• REQUIRED ACTIONS:
A: In the forum thread comparing LG TV models, reproduce the passage from "actually I own" up to and including "Zangetsu (Aug 10, 2013)", swapping "portable" for "external".
B: For each statement below, say whether the forum thread comparing LG TV models supports it. Answer yes or no, and quote the deciding words from the thread. (i) abhidev owns a 32-inch LM6200. (ii) abhidev's TV has wifi built in. (iii) The wifi dongle costs around 3-4k.

# LG 32LA6620 vs 32LA6200 vs 32LM6410



## dippi_taurus (Aug 9, 2013)

Hi, I'm a complete noob here and need your expertise on the various technology used in the products 
1. LG 32LA6620 
2. LG 32LA6200 
3. LG 32LM6410
  Also, I need to know the differences these models have. Are they able to play mkv, mpeg4, .ts video files with AC3, AAC and DTS 5.1 audio codecs? Any suggestions for models from other companies that are better than these.


Regards.


----------



## Minion (Aug 9, 2013)

Within these three 
LG32LM6410 is a very good model. for how much you are getting these?


----------



## Zangetsu (Aug 9, 2013)

I think abhidev owns LM6410 model so u will get to know more about user experiences...u can PM him  or may be he will visit this thread


----------



## abhidev (Aug 10, 2013)

Zangetsu said:


> I think abhidev owns LM6410 model so u will get to know more about user experiences...u can PM him  or may be he will visit this thread



actually I own LM6200 32inch  and I am quiet satisfied with it...the TRUMOTION feature makes the video life like 

Also I can attach my portable 1TB hdd and it does play mkv format with no lags at all 

Sound quality is good enough too.

Note: this model doesn't have wifi inbuilt but is wifi-ready


----------



## Zangetsu (Aug 10, 2013)

^^oh i forgot the exact model no..but still your model no is in OP's list


----------



## abhidev (Aug 10, 2013)

Zangetsu said:


> ^^oh i forgot the exact model no..but still your model no is in OP's list



ohh yes...

Op I would suggest go with a model that has wifi inbuilt.... I hate LG for this wifi-ready model and not providing with a wifi dongle with the TV itself...nor is it available anywhere and also they they made the usb differently...so now I can't use any other usb dongle but there 

the puny wifi dongle costs arnd 3-4k  which is ridiculous


----------

• RECORDS PROVIDED:
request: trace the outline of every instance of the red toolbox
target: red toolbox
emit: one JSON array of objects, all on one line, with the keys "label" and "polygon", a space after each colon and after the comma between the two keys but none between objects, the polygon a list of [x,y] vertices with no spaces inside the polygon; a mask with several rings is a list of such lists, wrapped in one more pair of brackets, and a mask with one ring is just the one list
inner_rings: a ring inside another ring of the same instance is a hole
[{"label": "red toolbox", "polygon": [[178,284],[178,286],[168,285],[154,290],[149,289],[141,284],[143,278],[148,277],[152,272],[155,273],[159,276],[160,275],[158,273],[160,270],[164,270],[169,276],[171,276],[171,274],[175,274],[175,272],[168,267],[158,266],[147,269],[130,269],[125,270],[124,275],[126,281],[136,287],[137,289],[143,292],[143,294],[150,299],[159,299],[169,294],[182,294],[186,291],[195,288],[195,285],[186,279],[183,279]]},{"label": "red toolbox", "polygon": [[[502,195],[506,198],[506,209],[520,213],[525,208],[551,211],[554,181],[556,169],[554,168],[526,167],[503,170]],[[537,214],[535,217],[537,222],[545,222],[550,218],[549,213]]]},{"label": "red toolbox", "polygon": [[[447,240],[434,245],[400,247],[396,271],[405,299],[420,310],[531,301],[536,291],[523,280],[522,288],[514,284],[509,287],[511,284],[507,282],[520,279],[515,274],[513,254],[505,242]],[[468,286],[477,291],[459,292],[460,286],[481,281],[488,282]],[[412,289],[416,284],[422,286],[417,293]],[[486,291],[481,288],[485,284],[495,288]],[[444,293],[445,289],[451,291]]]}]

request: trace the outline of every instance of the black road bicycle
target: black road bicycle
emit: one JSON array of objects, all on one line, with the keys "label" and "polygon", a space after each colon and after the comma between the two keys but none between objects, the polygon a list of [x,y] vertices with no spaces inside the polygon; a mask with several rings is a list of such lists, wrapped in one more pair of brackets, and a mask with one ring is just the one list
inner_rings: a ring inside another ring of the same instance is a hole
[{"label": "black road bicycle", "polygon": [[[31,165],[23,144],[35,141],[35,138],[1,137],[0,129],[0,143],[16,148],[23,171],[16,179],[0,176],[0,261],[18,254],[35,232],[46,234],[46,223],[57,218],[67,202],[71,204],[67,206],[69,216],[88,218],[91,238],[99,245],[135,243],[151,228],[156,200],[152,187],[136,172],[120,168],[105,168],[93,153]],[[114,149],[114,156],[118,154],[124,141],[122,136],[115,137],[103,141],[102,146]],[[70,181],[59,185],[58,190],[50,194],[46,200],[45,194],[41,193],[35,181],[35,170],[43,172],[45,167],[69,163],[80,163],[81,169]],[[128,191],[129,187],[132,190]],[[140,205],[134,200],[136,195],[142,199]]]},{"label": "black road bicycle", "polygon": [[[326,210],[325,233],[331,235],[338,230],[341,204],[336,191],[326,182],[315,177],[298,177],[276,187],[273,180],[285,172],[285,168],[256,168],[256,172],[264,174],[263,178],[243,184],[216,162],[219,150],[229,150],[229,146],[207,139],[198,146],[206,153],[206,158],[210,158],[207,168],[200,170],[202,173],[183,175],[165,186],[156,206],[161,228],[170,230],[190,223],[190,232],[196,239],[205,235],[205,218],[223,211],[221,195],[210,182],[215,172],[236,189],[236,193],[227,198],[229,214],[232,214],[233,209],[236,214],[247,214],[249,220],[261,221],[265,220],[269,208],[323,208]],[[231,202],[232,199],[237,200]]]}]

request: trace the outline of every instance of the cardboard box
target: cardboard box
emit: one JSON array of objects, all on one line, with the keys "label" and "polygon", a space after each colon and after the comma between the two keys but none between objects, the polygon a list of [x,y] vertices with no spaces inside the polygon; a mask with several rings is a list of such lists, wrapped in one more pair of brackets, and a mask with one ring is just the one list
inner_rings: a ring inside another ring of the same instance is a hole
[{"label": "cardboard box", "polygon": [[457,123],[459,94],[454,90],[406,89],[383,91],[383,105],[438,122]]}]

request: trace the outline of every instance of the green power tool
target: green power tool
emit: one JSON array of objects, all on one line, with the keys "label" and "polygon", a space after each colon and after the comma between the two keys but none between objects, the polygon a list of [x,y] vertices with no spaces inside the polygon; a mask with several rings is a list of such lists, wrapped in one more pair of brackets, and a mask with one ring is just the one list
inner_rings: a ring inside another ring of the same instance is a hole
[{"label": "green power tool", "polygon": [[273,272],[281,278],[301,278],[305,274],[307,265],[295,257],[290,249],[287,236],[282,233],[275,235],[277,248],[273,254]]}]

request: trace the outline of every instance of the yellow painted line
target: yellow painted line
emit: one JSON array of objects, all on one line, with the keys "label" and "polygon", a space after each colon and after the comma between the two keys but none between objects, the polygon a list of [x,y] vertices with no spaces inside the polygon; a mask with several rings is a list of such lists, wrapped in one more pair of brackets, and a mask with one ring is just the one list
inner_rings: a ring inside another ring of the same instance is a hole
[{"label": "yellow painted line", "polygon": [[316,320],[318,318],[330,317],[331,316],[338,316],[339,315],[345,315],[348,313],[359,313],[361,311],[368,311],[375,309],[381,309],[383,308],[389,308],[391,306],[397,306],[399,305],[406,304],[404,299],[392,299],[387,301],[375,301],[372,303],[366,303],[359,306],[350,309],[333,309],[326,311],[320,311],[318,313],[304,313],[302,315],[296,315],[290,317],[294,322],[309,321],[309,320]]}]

---

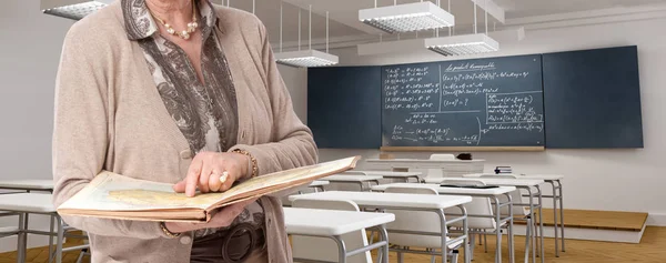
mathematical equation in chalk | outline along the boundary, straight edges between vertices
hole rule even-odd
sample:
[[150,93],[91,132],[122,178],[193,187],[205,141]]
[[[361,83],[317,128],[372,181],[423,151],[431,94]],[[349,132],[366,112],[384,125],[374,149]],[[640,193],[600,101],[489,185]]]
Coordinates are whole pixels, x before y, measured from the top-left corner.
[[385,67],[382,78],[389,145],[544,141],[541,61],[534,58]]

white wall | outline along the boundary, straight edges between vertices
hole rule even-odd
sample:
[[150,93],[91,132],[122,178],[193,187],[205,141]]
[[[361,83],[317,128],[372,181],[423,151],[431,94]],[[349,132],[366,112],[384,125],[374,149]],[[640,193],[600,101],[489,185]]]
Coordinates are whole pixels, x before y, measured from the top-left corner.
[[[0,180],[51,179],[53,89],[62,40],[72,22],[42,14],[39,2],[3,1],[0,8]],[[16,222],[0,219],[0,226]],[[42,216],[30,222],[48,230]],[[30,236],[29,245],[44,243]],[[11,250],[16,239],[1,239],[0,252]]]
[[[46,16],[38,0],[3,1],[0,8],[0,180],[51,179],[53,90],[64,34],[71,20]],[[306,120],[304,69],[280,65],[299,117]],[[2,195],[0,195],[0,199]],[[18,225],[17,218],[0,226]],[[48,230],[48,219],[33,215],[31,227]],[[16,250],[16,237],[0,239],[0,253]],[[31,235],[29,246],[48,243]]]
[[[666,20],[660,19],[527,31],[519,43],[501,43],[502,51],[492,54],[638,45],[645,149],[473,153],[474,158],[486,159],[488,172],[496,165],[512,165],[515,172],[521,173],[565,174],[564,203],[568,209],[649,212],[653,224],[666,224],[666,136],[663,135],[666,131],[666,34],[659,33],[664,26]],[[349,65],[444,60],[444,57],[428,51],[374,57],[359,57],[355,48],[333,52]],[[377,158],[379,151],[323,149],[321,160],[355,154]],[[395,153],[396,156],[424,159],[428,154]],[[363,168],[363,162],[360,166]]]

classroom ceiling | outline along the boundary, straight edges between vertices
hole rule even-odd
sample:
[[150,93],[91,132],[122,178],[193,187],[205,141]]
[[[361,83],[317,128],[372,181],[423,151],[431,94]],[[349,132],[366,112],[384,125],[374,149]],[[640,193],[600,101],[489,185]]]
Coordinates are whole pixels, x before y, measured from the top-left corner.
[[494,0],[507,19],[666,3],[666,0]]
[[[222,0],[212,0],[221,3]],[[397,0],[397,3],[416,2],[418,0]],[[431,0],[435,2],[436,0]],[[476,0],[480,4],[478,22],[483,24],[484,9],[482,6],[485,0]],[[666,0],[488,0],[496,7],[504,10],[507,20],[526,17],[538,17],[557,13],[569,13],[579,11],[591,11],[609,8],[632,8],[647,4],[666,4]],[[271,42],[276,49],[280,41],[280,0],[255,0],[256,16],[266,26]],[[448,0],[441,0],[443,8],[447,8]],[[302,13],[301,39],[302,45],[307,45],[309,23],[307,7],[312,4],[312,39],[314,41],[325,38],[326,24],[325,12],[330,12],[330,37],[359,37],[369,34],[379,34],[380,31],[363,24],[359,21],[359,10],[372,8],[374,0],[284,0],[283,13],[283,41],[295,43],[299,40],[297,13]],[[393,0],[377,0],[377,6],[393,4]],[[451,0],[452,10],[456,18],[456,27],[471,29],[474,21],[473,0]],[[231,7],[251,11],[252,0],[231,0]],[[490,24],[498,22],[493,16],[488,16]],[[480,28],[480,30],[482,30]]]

• SOLUTION LIST:
A:
actually I own LM6200 32inch  and I am quiet satisfied with it...the TRUMOTION feature makes the video life like 

Also I can attach my external 1TB hdd and it does play mkv format with no lags at all 

Sound quality is good enough too.

Note: this model doesn't have wifi inbuilt but is wifi-ready


----------



## Zangetsu (Aug 10, 2013)

B:
(i) Yes: "actually I own LM6200 32inch"
(ii) No: "this model doesn't have wifi inbuilt but is wifi-ready"
(iii) Yes: "the puny wifi dongle costs arnd 3-4k"